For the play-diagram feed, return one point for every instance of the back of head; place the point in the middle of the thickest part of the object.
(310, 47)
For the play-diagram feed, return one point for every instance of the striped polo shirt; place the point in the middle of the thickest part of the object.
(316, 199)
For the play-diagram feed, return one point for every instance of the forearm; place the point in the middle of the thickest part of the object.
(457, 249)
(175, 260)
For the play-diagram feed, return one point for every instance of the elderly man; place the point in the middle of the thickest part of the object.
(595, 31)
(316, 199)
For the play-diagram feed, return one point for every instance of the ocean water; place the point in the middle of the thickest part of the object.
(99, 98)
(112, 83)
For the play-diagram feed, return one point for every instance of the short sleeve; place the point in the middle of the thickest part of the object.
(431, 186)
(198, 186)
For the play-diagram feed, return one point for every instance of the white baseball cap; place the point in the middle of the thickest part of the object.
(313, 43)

Problem details |
Reproduce every line of the data above verbatim, from the first line through the last.

Exercise output |
For the play-diagram feed, return one point for every instance of the back of head; place the point in the middle of the thickest part of the object.
(310, 47)
For the play-diagram feed, return one point for every instance of the striped polo shirt; place the point in the middle of the thickest part of the object.
(316, 199)
For the play-diagram feed, return one point for every instance of the forearm; place the point in the middle of the thickest part of the object.
(457, 249)
(175, 260)
For the play-diagram feed, return one point for every instance of the elderly man; place the point in the middle of the thickest part of the object.
(595, 31)
(316, 199)
For the play-diagram feed, return one point for every instance of the ocean water; place the point in the middle of the thickest part of the object.
(99, 98)
(112, 83)
For the play-diagram feed, return one point for every instance of the short sleeve; place the point in the middle of the thickest part of the object.
(431, 186)
(198, 186)
For the play-diagram feed, return one point for every instance of the white baseball cap; place the point in the middle of the thickest part of the object.
(313, 43)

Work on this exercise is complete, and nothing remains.